Whole genome sequencing (WGS) provides comprehensive genomic profiling and may be used to link disease to causal variants . However, the large, all-inclusive data set of genomic sequences can be expensive to produce and is often difficult to store and analyze. This prompts many researchers to instead use targeted next generation sequencing (NGS). Targeted NGS is faster, more cost-effective, and yields a more manageable data set than WGS. Targeting the exome, or protein-coding genes, has revealed many disease-causing variants [2,3].
Both WGS and targeted NGS provide genomic data, which, while valuable, fails to capture changes in gene expression over time or in response to stimuli. RNA sequencing (RNA-seq) measures the transcriptome, a volatile, changing genetic landscape that is influenced by the environment and time. Pairing RNA-seq with WGS can provide researchers with information about how gene variants can lead to changes in gene expression, but performing both techniques is cost-ineffective.
Common methods of NGS, like WGS and targeted NGS, use short-read sequencing, meaning that the resulting sequences (reads) are only 75–300 base pairs in length. Long-read sequencing (LRS) technologies can sequence 10 kb in a single read, using fewer reads to cover the whole genome. LRS provides information regarding long-range interactions and structural variations . Long-read RNA-seq allows researchers to identify isoforms of genes. With short-read sequencing, RNA or protein isoforms can be predicted in areas of dropout, but incorrectly derived isoforms will throw off quantitation. Dainis, et al., used a combination of targeted, long-read, genomic sequencing with targeted, long-read, transcriptomic sequencing to overcome this challenge and provide a comprehensive, cost-effective view of hypertrophic cardiomyopathy (HCM).
HCM is a is a disease in which the myocardium, or heart muscle, hypertrophies, or becomes abnormally thick. This common, complex, genetic disorder is a frequent cause of sudden death in young athletes. Many patients are affected by alterations to either MYBPC3 (cardiac myosin binding protein C) or MYH7 (myosin heavy chain 7). Understanding how MYBPC3 is altered may aid in diagnosis of HCM .

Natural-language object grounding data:
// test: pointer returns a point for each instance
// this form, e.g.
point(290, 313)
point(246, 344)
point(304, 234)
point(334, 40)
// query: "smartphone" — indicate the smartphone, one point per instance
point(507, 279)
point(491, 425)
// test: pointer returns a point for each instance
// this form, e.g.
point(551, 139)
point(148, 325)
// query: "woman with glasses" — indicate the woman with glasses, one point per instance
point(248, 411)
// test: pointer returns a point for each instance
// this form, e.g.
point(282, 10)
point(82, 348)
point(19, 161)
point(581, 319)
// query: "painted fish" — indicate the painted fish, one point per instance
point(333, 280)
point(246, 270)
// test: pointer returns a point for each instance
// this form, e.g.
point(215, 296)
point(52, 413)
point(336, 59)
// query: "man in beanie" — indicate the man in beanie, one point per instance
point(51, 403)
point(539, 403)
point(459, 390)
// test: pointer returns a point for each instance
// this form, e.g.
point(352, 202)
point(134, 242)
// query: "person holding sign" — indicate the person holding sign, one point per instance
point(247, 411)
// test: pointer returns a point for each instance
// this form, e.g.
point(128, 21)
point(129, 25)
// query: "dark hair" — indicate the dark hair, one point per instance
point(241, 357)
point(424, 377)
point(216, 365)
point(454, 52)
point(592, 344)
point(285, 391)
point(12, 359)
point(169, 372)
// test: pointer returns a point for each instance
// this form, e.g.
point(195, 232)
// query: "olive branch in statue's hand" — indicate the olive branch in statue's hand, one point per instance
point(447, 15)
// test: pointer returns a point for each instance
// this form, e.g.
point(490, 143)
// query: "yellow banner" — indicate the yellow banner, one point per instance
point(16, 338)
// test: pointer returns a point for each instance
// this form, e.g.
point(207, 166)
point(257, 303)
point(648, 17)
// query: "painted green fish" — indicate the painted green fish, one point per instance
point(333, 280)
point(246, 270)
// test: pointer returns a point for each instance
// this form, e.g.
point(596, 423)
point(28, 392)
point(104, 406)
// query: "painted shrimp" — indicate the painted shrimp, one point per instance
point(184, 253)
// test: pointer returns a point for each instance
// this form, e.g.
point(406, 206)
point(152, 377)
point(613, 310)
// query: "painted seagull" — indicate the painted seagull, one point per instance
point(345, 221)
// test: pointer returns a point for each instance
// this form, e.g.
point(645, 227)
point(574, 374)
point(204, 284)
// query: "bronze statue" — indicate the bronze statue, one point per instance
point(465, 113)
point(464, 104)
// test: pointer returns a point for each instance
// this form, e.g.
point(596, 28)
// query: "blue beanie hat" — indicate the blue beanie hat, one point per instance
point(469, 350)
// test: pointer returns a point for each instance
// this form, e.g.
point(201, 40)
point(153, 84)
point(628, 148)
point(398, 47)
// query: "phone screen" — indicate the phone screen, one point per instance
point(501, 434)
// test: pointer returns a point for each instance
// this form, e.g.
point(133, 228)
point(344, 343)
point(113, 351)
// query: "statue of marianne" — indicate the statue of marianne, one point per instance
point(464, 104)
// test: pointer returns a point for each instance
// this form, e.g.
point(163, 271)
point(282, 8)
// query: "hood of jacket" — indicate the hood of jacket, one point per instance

_Work to complete_.
In the sequencing text, rewrite the part from "Both WGS and" up to and including "techniques is cost-ineffective.", replacing "volatile" with "dynamic".

_Expected answer_.
Both WGS and targeted NGS provide genomic data, which, while valuable, fails to capture changes in gene expression over time or in response to stimuli. RNA sequencing (RNA-seq) measures the transcriptome, a dynamic, changing genetic landscape that is influenced by the environment and time. Pairing RNA-seq with WGS can provide researchers with information about how gene variants can lead to changes in gene expression, but performing both techniques is cost-ineffective.